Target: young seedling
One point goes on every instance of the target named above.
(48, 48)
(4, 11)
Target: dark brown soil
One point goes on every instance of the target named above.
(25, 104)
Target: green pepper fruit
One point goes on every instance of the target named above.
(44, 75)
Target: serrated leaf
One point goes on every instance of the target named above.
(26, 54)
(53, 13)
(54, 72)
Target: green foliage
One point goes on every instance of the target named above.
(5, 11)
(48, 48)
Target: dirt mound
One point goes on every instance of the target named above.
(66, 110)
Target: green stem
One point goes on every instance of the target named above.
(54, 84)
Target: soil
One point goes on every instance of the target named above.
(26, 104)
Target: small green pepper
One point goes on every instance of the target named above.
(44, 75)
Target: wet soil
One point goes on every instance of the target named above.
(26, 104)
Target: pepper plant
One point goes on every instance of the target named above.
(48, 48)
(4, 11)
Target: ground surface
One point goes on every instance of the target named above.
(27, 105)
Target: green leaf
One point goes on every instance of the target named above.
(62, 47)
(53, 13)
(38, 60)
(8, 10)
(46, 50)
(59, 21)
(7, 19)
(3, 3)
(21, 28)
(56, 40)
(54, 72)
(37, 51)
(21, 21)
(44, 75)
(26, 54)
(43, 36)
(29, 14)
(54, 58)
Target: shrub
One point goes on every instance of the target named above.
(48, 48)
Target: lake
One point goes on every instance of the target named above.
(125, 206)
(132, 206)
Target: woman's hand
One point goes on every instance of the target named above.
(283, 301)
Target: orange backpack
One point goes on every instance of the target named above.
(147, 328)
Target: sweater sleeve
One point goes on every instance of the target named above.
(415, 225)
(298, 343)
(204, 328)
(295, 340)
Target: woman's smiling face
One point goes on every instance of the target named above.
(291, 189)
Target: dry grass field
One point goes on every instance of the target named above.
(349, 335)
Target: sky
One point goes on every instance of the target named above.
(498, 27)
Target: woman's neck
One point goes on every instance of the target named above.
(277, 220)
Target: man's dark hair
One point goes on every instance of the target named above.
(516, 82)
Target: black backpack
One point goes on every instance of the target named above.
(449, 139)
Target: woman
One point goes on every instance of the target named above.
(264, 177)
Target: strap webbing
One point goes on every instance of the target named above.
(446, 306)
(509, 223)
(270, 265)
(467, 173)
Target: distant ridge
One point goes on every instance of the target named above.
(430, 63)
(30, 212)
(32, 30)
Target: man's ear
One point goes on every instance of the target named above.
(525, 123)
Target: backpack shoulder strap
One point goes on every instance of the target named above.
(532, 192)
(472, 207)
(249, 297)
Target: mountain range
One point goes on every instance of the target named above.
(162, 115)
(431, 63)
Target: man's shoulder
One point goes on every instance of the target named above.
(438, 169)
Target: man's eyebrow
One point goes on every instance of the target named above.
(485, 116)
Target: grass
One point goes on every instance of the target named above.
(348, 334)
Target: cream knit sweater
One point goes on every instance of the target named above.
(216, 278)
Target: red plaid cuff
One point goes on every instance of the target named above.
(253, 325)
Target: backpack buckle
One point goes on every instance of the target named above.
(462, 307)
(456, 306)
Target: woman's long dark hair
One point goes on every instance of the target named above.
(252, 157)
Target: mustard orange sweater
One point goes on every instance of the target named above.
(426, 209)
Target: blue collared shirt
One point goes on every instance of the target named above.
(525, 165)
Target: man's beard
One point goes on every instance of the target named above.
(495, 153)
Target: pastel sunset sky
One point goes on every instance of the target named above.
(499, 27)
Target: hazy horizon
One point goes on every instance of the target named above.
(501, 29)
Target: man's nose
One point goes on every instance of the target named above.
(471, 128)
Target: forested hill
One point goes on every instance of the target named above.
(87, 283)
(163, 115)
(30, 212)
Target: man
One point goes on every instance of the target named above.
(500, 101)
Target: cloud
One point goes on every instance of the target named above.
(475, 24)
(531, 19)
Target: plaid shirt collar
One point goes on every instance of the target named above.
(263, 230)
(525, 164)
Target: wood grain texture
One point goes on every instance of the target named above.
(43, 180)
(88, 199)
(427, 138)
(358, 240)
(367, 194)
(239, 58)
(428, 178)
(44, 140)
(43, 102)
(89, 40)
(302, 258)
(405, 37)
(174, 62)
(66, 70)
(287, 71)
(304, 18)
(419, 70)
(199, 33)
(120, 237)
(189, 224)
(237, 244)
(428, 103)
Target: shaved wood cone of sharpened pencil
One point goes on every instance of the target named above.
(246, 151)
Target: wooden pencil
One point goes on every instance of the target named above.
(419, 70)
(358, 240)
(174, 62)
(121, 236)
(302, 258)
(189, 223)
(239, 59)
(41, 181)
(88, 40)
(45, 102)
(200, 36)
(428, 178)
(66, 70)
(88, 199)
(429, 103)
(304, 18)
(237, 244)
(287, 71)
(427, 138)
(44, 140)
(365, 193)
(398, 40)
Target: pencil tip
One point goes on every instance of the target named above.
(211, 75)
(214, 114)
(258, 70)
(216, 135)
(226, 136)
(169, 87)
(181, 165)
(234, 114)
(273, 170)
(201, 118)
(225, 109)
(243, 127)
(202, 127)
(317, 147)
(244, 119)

▶ _What to do_
Go through the records from the first line and copy each one exactly, ending after the line that contains "Target: ground surface". Give nothing else.

▶ _Solution to this problem_
Target: young seedling
One point goes on every instance of the target named above.
(48, 48)
(4, 11)
Target: dark brown soil
One point goes on every instance of the target named above.
(25, 104)
Target: green pepper fruit
One point goes on every instance of the target named above.
(44, 75)
Target: serrated leaf
One point goes on every instance of the target named above.
(26, 54)
(53, 13)
(54, 72)
Target: green foliage
One point goes on every instance of the target named above.
(5, 11)
(48, 48)
Target: dirt mound
One point goes on every instance of the target named above.
(66, 110)
Target: green stem
One point goes on every instance of the target named above.
(54, 84)
Target: soil
One point goes on every instance of the target named above.
(26, 104)
Target: small green pepper
One point goes on every instance of the target named above.
(44, 75)
Target: wet soil
One point goes on every instance of the target named above.
(26, 104)
Target: pepper plant
One point goes on every instance of the target named above.
(48, 48)
(4, 11)
Target: ground surface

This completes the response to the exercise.